**Короткое задание 1:** Согласно тексту о поэзии Некрасова, в статье какого года Добролюбов публично высказал потребность в новом поэте после Пушкина, Лермонтова и Кольцова?
**Короткое задание 2:** Подхватите текст о поэзии Некрасова и напишите его продолжение, начиная сразу после последнего предложения.

Державин и Жуковский, а особенно Пушкин и Лермонтов вывели русскую поэзию на мировые просторы. Она оказалась в состоянии решать самые сложные проблемы современного общественного бытия. Но минуло еще два десятилетия. После того могучего взлета, какой пережила наша поэзия в 20 – 30-х годах XIX века, Россия нуждалась в поэте, который поднял бы ее на следующую ступень исторического развития. Эту потребность высказал публично Добролюбов в одной из своих статей 1860 года. Он писал, что после Пушкина, Лермонтова и Кольцова нам нужен поэт, который сумел бы «осмыслить и узаконить сильные, но часто смутные и как будто безотчетные порывы Кольцова и вложить в свою поэзию положительное начало, жизненный идеал, которого недоставало Лермонтову» 3. И хотя имя Некрасова здесь не названо, но кто мог усомниться в том, что именно его имел в виду критик.

Пушкин и Некрасов – две самые великие вершины в богатой первоклассными именами русской поэзии XIX века. Пушкин подытожил предшествующую поэтическую эпоху и осенил своим гением всю последующую историю нашей отечественной литературы. Некрасов, опираясь на тот фундамент, который был заложен Пушкиным, открыл в поэзии новые дали – в сфере и содержания и формы. Главное заключалось в том, что «низкую», прежде презираемую и попираемую повседневную прозу жизни народа он поднял на небывалую эстетическую высоту и переплавил в чистое золото поэзии.

Одна из самых характерных черт некрасовской поэзии состояла в нерасторжимости ее гражданских мотивов и чисто лирических. Ни в ком из русских стихотворцев до Октябрьской революции не выражалась столь органично, можно сказать, полная слиянность этих двух линий.

Ныне мы все чаще открываем лиризм поэтической публицистики Некрасова и публицистичность его лирики.

Некрасов, как и Пушкин, развивал традиции гражданственности в русской поэзии. Но если у Пушкина еще можно различить стихи гражданские и стихи лирические (поэтический строй и лексика, скажем, «вольных» стихов или «Памятника» иные, чем в лирических стихах), то у Некрасова эти различия почти не ощущаются. Лирика у него стала более гражданственной, а гражданские стихи – более лирическими. В публицистических стихах Пушкина «народ» – обобщенное понятие. «И долго буду тем любезен я народу» – здесь трудно разглядеть тот народ во плоти и крови, который у Пушкина же действует в «Борисе Годунове».

Слова, которые в донекрасовской гражданской поэзии казались несколько отвлеченными, риторическими – «родина», «народ», «гражданин», – приобрели у Некрасова новое, лирическое звучание. Вот, например, его знаменитое предсмертное стихотворение «Баюшки-баю». Достаточно сопоставить это стихотворение с тем же пушкинским «Памятником», чтобы почувствовать, насколько лирически-трепетной, линией стала у Некрасова гражданская тема. По сути, он говорит о том же, что и Пушкин; «Слух обо мне пройдет по всей Руси великой». Но у Некрасова это очень личное, интимное, может быть, наиболее серьезное из жизненных переживаний связано с самым сокровенным, дорогим ощущением- детством, образом матери. Вот в каком новом контексте возникает пушкинская мысль о духовном бессмертии поэта в народном сознании.

**Исходные данные:**
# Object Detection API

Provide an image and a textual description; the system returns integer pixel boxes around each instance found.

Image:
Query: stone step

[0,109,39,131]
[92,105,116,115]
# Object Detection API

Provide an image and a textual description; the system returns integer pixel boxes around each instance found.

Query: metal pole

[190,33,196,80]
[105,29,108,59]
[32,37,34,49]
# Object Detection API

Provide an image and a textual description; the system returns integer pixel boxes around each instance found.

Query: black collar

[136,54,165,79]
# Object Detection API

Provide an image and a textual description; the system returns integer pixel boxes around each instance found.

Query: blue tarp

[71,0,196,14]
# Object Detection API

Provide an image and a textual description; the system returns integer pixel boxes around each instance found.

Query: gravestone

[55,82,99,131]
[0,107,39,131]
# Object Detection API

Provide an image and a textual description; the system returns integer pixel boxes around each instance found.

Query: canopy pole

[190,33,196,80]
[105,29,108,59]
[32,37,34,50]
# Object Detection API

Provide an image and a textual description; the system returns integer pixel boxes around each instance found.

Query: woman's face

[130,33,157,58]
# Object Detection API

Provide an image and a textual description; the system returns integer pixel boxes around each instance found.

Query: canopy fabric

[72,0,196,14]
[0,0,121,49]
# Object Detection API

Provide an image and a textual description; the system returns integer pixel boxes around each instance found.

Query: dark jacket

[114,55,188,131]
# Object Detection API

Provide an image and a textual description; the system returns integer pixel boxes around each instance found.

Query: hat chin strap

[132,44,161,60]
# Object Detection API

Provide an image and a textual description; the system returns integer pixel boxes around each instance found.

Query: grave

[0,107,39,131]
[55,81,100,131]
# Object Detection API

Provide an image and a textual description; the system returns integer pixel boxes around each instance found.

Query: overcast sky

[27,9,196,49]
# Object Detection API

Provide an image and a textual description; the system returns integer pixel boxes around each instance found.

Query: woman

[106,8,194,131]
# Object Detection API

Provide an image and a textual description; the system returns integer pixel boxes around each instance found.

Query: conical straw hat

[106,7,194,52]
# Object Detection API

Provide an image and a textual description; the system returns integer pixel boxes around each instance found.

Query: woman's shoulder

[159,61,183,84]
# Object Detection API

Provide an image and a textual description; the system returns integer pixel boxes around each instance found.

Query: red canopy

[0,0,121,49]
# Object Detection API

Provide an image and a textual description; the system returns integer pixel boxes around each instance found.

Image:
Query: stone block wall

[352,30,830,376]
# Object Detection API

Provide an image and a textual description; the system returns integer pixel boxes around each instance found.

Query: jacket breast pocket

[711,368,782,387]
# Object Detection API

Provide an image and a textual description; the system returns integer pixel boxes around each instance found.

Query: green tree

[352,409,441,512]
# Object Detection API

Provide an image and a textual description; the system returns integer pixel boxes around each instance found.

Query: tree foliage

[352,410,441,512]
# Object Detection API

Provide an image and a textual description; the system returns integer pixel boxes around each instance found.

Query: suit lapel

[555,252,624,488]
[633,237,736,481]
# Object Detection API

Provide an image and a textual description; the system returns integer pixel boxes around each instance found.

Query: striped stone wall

**Письменный ответ 1:** Добролюбов высказал эту потребность в одной из своих статей 1860 года.

**Письменный ответ 2:**
В этом и во многих других своих стихах Некрасов сумел окончательно преодолеть тот дуализм гражданского и лирического восприятия мира, который редко кому-либо из поэтов, ему предшествовавших, удавалось преодолеть и который, кстати сказать, порой еще до сих пор весьма сильно кажет себя у иных наших поэтов.

Одно из громадных завоеваний Пушкина заключалось в том, что он изображал мир в равновесии лирического и эпического начала. Некрасов подхватил эстафету Пушкина и понес ее дальше. Его лирическое «я» не только воплотилось в реалистических образах, оно перестало быть единичным, оно «роздано» многим героям. Лирическое «я» Некрасова-это и Савелий-богатырь святорусский, и семеро мужиков, и Гриша Добросклонов, это «я» всего парода.

У Пушкина голос народа и голос автора часто звучат в унисон. У Некрасова можно говорить о многоголосом лирическом «я»: и княгиня Трубецкая, и Дедушка, и Матрена Тимофеевна, и сам автор толкуют, в сущности, об одном – о неизбежном торжестве свободного человека.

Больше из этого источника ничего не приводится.